■ Data to process

____________________

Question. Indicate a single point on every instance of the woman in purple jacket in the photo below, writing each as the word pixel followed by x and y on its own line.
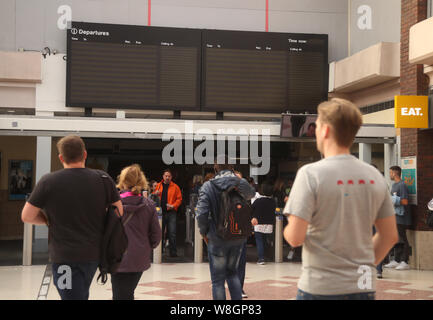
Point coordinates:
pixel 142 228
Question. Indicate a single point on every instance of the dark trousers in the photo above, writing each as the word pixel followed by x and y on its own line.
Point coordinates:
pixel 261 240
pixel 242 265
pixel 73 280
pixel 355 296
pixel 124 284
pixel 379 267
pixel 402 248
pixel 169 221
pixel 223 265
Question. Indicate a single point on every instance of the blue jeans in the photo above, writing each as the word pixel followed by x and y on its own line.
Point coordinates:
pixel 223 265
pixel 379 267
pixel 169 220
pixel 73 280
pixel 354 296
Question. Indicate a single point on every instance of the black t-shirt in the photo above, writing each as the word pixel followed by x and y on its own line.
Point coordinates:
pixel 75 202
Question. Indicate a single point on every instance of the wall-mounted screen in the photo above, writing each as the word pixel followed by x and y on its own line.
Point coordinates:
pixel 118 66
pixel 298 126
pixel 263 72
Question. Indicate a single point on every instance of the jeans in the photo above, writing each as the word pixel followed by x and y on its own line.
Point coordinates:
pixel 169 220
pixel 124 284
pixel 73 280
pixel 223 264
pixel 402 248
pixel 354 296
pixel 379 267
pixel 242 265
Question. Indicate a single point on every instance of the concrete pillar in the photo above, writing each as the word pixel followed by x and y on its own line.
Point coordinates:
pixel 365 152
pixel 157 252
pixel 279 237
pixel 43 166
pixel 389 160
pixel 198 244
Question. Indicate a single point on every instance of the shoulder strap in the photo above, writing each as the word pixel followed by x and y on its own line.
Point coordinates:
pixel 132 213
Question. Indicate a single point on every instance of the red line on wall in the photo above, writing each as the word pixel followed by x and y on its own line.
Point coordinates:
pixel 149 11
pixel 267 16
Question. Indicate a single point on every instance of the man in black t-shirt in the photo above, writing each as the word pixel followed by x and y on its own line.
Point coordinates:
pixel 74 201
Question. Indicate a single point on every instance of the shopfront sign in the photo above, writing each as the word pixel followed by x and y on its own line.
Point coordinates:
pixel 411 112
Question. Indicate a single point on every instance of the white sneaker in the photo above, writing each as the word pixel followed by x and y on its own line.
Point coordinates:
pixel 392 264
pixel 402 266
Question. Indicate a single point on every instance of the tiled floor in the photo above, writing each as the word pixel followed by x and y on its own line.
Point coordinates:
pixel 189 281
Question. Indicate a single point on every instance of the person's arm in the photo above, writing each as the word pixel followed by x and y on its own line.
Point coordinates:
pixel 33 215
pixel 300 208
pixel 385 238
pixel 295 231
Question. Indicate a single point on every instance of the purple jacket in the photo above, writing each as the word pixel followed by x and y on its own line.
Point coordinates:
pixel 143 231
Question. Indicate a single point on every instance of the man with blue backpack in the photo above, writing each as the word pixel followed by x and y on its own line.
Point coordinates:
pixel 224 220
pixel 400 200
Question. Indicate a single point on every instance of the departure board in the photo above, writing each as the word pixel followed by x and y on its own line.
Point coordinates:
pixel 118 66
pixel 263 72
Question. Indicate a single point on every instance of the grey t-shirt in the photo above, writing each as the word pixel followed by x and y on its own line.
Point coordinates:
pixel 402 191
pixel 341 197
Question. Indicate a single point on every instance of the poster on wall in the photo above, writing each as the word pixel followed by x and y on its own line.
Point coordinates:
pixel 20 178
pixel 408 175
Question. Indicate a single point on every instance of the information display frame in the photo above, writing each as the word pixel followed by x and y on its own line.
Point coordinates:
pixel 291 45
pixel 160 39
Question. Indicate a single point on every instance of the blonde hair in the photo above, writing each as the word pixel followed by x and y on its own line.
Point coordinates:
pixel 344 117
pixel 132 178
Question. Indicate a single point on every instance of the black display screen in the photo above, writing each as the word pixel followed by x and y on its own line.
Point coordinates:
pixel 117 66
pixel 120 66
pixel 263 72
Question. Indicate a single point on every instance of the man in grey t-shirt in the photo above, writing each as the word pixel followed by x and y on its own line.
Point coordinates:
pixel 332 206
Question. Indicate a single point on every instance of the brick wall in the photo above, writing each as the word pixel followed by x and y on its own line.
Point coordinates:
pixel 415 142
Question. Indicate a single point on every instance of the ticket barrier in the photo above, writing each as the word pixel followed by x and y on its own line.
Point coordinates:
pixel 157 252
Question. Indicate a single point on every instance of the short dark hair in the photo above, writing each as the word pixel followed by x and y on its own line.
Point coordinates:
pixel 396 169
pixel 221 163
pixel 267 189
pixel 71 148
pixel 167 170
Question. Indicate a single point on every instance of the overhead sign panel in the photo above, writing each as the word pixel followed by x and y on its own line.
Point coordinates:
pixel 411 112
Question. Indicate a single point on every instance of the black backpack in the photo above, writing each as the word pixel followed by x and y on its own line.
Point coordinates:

____________________

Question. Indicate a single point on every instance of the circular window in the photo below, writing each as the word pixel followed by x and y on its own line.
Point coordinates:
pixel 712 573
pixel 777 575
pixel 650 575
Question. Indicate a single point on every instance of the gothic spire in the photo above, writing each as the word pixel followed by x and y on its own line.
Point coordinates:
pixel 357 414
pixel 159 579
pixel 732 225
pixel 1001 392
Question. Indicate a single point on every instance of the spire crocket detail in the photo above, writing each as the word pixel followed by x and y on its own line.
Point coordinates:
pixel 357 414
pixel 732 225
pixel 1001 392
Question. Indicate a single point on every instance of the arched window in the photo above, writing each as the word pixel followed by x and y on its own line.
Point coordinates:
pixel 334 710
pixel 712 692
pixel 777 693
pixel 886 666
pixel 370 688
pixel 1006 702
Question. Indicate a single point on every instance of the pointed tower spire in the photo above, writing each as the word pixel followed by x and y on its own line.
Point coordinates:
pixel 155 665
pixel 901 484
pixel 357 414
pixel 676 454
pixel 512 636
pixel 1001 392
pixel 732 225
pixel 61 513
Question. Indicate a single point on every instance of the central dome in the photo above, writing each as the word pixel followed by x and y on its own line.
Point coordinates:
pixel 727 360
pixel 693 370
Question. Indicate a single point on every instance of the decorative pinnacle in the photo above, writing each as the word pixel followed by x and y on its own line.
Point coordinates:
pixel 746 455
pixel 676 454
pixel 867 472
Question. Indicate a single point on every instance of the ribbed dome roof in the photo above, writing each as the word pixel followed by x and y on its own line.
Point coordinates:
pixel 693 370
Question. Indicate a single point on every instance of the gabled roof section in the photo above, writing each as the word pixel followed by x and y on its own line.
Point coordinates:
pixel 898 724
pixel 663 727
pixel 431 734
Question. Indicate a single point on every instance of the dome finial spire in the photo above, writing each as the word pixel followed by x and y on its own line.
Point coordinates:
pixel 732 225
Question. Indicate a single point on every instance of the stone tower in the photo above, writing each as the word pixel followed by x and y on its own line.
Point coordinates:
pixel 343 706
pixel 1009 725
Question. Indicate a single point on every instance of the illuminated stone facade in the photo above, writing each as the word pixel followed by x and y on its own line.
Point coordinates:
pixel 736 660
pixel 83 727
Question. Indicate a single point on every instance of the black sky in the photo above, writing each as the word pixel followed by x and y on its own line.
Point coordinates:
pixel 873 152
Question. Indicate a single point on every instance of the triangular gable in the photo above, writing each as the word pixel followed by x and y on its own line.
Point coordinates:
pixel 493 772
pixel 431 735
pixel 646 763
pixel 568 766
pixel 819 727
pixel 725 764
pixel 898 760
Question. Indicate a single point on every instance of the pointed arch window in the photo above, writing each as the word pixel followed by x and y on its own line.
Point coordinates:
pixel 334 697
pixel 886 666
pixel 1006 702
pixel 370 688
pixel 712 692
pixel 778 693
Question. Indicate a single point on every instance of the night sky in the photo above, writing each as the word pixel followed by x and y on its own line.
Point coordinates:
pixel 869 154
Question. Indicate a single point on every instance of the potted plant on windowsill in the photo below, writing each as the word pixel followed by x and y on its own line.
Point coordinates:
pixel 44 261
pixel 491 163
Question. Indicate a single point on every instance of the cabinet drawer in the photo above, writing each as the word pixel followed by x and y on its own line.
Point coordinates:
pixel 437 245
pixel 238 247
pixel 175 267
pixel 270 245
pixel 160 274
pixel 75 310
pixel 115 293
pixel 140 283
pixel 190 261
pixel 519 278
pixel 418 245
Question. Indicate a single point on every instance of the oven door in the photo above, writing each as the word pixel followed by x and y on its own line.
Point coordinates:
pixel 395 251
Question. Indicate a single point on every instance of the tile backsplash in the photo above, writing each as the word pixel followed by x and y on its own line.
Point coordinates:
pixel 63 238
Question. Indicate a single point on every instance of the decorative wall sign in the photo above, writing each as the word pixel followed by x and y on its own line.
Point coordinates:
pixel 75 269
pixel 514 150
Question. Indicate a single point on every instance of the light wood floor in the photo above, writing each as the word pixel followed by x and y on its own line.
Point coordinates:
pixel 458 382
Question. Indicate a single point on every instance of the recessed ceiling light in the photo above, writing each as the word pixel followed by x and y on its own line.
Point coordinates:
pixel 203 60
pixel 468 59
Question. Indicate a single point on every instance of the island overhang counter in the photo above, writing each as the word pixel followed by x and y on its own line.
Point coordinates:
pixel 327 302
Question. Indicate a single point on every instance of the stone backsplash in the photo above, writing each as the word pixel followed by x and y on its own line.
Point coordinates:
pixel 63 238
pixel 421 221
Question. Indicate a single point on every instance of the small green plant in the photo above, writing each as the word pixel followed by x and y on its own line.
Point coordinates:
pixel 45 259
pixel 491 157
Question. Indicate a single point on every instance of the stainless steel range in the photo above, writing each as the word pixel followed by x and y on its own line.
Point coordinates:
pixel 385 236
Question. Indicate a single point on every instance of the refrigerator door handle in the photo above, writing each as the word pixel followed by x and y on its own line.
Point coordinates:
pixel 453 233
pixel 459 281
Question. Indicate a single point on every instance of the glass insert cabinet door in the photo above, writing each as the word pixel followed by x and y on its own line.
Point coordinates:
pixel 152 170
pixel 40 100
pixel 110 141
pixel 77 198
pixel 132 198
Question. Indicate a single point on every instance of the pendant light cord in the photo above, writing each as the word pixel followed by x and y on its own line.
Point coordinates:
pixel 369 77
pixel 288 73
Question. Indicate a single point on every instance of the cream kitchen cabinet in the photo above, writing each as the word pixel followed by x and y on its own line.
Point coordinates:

____________________

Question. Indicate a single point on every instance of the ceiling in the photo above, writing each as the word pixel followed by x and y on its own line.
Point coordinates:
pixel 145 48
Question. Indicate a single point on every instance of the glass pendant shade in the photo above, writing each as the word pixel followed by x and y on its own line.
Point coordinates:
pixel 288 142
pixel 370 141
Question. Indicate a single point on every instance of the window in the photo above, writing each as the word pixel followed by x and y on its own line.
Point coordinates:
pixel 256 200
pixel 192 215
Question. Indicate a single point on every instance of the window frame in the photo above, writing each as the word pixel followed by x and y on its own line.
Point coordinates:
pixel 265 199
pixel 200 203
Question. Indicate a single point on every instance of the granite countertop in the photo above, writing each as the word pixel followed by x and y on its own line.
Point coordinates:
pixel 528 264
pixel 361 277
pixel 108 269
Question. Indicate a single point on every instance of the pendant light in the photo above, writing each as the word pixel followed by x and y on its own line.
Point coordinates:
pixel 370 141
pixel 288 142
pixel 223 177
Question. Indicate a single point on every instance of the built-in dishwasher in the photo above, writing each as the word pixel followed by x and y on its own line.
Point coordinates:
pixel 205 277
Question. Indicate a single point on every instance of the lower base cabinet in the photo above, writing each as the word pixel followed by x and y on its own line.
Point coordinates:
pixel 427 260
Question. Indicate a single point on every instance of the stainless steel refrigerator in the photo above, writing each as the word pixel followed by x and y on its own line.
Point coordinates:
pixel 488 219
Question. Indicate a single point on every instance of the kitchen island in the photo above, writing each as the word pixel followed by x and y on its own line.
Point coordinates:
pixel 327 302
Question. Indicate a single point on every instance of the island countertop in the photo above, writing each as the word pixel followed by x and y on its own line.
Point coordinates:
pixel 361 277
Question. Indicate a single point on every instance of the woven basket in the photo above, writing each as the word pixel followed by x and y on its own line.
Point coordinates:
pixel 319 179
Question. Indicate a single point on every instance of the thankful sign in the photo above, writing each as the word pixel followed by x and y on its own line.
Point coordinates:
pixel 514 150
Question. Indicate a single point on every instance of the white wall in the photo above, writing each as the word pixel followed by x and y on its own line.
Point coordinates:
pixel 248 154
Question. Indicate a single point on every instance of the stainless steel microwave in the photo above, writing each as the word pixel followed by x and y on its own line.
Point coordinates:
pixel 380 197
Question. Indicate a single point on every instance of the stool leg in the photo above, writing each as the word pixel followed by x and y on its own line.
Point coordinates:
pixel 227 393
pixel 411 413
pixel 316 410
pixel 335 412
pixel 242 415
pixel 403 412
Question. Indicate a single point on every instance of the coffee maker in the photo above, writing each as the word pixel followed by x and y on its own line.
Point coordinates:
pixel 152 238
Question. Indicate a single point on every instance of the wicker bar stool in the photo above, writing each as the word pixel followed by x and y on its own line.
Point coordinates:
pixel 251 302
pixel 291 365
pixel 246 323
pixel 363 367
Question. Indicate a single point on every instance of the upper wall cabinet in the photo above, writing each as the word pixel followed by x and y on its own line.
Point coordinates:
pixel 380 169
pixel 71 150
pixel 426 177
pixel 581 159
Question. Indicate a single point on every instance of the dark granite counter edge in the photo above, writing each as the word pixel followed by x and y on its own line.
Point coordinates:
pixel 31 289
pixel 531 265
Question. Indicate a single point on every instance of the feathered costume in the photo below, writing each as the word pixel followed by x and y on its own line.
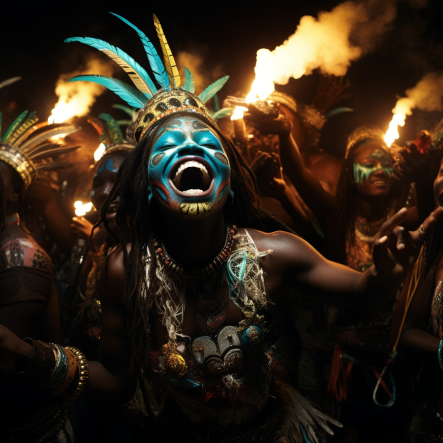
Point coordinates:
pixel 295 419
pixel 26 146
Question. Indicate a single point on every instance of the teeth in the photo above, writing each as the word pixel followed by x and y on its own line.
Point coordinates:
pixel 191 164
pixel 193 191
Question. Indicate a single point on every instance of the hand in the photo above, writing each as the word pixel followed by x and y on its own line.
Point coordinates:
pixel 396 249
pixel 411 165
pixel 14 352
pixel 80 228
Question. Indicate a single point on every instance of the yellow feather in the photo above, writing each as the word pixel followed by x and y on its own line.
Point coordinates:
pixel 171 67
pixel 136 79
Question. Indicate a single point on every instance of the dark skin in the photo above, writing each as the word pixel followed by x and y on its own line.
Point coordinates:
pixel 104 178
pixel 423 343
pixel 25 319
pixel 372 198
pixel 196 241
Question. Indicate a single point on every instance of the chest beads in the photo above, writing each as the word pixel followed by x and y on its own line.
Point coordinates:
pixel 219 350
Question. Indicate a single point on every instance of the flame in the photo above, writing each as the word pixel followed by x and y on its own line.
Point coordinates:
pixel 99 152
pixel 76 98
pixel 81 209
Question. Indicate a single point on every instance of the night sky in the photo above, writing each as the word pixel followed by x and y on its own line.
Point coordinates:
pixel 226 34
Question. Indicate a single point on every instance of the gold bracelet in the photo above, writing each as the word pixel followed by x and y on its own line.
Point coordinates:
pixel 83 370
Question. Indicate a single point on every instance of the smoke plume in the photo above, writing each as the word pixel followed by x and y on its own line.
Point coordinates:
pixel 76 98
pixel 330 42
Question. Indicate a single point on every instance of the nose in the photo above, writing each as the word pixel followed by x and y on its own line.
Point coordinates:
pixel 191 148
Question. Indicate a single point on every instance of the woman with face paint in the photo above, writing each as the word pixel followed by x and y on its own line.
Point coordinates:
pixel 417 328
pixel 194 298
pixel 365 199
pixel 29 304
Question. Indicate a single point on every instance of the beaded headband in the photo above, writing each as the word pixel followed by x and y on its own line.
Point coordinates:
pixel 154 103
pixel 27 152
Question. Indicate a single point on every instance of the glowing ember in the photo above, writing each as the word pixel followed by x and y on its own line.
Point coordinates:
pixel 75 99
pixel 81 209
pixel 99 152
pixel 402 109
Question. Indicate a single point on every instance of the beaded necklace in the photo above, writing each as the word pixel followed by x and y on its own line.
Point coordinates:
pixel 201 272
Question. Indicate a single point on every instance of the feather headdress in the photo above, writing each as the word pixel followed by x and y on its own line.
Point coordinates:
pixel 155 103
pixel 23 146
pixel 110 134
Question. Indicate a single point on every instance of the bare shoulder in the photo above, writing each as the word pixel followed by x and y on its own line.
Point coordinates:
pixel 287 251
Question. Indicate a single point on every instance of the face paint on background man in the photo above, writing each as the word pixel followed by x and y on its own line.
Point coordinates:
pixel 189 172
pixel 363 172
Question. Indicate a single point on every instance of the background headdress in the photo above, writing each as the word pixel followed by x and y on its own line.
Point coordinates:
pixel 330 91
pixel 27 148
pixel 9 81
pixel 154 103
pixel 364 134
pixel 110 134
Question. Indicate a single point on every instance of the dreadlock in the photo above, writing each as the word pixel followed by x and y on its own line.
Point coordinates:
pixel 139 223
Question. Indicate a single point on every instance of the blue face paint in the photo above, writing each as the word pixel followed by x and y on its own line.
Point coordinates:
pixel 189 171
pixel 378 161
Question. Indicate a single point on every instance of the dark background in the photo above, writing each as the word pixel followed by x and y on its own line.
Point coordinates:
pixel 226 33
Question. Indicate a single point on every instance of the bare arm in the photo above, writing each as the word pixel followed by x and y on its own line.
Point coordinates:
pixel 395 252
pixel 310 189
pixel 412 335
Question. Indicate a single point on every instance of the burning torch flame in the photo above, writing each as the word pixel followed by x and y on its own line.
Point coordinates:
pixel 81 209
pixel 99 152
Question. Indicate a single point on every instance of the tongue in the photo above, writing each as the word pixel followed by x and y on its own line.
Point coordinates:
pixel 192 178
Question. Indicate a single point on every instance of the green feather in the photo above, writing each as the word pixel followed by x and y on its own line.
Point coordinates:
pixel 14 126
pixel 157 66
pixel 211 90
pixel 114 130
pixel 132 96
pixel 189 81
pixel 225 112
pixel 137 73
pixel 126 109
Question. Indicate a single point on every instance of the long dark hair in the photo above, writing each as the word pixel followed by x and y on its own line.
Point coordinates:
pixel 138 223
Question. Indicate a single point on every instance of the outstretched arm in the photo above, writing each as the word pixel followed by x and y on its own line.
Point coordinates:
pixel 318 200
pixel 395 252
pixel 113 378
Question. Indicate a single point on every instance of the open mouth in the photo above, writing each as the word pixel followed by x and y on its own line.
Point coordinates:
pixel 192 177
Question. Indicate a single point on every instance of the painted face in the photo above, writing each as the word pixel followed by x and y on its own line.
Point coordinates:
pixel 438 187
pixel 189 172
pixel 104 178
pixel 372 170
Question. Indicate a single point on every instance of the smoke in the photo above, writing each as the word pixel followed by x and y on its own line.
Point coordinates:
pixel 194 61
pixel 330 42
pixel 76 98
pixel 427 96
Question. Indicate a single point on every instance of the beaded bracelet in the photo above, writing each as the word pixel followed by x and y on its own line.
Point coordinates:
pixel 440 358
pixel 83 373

____________________

■ Objective
Copy out the items word for word, from the line with "Question. Indicate a single point on every instance of the face" up to and including the line with "pixel 363 172".

■ Exercise response
Question. Indicate a single point on every instance of the face paint on background man in the photo above, writing each as the word pixel followed by x and y on its own line.
Point coordinates:
pixel 189 172
pixel 363 172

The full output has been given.